** begin Information provided **

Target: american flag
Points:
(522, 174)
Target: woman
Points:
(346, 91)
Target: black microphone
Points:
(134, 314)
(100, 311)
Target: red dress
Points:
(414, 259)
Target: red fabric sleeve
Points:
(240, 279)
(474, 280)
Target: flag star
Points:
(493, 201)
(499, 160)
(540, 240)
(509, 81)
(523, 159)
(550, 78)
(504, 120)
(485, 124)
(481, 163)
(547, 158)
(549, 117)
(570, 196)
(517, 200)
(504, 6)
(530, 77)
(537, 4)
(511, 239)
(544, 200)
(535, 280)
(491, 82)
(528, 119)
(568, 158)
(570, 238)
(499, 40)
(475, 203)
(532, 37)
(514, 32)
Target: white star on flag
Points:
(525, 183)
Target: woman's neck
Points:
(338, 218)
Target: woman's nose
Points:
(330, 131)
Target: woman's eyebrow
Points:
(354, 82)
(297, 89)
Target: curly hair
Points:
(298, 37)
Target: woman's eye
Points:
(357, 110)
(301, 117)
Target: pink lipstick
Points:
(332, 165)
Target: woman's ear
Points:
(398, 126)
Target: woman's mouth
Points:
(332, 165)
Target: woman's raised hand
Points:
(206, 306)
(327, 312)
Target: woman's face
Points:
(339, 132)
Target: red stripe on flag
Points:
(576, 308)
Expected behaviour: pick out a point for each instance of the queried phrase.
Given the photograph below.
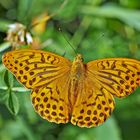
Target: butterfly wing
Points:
(34, 67)
(47, 75)
(119, 76)
(103, 79)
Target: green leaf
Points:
(3, 96)
(8, 79)
(128, 16)
(12, 103)
(108, 131)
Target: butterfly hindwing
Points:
(51, 101)
(119, 76)
(94, 105)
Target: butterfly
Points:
(65, 91)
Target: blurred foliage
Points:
(97, 29)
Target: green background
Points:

** end Information provided **

Problem to solve -> Can you rewrite all of the lines above, changing every "Points" to "Coordinates" and keeping everything else unchanged? Leave the pictures out.

Written reply ->
Target: american flag
Coordinates:
(522, 174)
Target: woman
Coordinates:
(346, 91)
Target: black microphone
Coordinates:
(134, 314)
(100, 311)
Target: red dress
Coordinates:
(414, 259)
Target: red fabric sleeve
Coordinates:
(240, 279)
(474, 280)
Target: flag star
Coordinates:
(493, 201)
(499, 160)
(540, 240)
(509, 81)
(523, 159)
(550, 78)
(504, 120)
(485, 124)
(481, 163)
(547, 158)
(549, 117)
(570, 196)
(517, 200)
(504, 6)
(530, 77)
(537, 4)
(511, 239)
(544, 200)
(535, 280)
(491, 82)
(528, 119)
(568, 158)
(570, 238)
(499, 40)
(475, 203)
(532, 37)
(514, 32)
Target: white star on flag
Coordinates:
(525, 183)
Target: woman's neck
Coordinates:
(338, 218)
Target: woman's nose
Coordinates:
(330, 131)
Target: woman's eyebrow
Coordinates:
(354, 82)
(297, 89)
Target: curly hair
Coordinates:
(298, 37)
Target: woman's eye
Coordinates:
(357, 110)
(301, 117)
Target: pink lipstick
Coordinates:
(332, 165)
Target: woman's ear
Coordinates:
(398, 126)
Target: woman's mouth
Coordinates:
(332, 165)
Target: woman's raised hand
Coordinates:
(206, 306)
(327, 312)
Target: woman's face
Coordinates:
(339, 132)
Target: red stripe on flag
Coordinates:
(576, 308)
Expected behaviour: pick out a point for each instance of the queried phrase.
Given the photograph below.
Target: butterfly wing
Coordinates:
(34, 67)
(47, 75)
(119, 76)
(103, 79)
Target: green leaf
Coordinates:
(3, 96)
(8, 79)
(128, 16)
(12, 103)
(108, 131)
Target: butterfly hindwing
Coordinates:
(51, 101)
(119, 76)
(94, 105)
Target: butterfly
Coordinates:
(65, 91)
Target: blurred foliage
Coordinates:
(97, 29)
Target: green background
Coordinates:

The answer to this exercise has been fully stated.